* _What the exercise asks_:
Print the records exactly. Every mark must remain.
§
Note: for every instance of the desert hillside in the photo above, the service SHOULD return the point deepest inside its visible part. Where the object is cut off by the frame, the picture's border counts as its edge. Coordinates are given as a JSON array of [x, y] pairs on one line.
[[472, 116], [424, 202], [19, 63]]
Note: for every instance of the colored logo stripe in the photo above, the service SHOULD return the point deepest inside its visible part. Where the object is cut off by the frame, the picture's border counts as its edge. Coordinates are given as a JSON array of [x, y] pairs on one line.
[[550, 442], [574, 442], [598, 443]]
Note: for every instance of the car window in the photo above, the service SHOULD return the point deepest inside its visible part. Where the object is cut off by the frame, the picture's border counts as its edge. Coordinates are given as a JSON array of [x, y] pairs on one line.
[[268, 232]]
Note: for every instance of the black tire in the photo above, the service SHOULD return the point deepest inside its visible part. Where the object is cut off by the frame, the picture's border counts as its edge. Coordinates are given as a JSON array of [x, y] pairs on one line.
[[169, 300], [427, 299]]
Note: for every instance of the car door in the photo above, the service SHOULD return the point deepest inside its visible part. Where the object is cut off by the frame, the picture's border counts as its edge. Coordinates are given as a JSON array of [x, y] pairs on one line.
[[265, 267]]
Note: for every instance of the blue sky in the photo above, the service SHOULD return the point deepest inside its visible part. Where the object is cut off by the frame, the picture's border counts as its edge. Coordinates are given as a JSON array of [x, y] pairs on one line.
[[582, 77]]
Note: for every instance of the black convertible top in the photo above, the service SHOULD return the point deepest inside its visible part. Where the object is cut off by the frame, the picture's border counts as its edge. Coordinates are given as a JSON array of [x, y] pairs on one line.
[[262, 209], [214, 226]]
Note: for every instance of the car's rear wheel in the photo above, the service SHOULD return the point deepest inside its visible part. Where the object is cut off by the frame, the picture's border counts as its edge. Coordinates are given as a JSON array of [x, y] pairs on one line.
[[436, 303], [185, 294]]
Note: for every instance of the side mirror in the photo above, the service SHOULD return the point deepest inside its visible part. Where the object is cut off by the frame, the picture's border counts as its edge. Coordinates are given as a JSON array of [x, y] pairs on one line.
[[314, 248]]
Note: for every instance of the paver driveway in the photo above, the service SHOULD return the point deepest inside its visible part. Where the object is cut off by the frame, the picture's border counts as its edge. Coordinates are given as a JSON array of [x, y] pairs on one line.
§
* _Task response_:
Note: for every instance of the desert hillside in the photo above, the service SHOULD return the point deepest inside its visible part. Where the object is cut off by the frame, the picture's border counts as its edge. Coordinates are given as a JSON array of [x, y] pairs on one line.
[[472, 116], [424, 202], [19, 63]]
Note: for every instance of the colored logo stripe in the photo above, the service SHOULD return the point deepest inside its visible part. Where the object is cut off by the frame, the picture's border counts as its edge. Coordinates are given as a JSON array of [x, y] pairs on one line.
[[550, 442], [574, 442], [598, 443]]
Note: for every instance of the car window in the photo above, the service SHOULD return the point deepest inside its visible part. Where the object is cut off by the frame, the picture's border counts as its edge. Coordinates are given as a JSON array of [x, y] pairs on one line.
[[268, 232]]
Note: for every instance of the black tire in the photo above, the service SHOULD return the point deepest inside its visible part. Where the object is cut off by the frame, the picture's border counts as its edge. Coordinates are given as a JSON array of [x, y] pairs on one line.
[[169, 300], [427, 299]]
Note: for every instance of the car door in the photo above, the service SHOULD return the point deepest inside its visible part. Where the object is cut off by the frame, the picture's border counts as its edge. Coordinates are given as a JSON array of [x, y] pairs on one line.
[[265, 267]]
Note: for every instance of the blue sky in the photo above, the service SHOULD return the point deepest inside its visible part. Where the object is cut off by the frame, the picture's border counts as its edge. Coordinates are given as a JSON array of [x, y] pairs on one line.
[[582, 77]]
Note: for every instance of the black convertible top in the photo above, the service SHOULD return the point deepest inside its visible part. Where the object is cut off by the frame, the picture's border counts as its edge. Coordinates are given as a JSON array of [x, y] pairs on one line.
[[262, 209], [214, 226]]
Note: for every instance of the car's rear wheel in the photo above, the service SHOULD return the point deepest inside its visible part. Where the object is cut off by the frame, the picture's border counts as its edge. Coordinates are given as a JSON array of [x, y] pairs on one line.
[[436, 303], [185, 294]]
Note: for every instance of the side mirror in the photo above, the service SHOULD return the point deepest inside its visible part. Where the object is cut off by the frame, the picture's border counts as its edge. Coordinates are given as a JSON array of [x, y] pairs on one line.
[[314, 248]]
Note: for every instance of the paver driveway in the photo above, the service SHOULD return the point deepest inside its visible part. Where the object is cut off by the frame, the picture's border counts as its edge. Coordinates are given as a JSON array of [x, y] pairs on one line.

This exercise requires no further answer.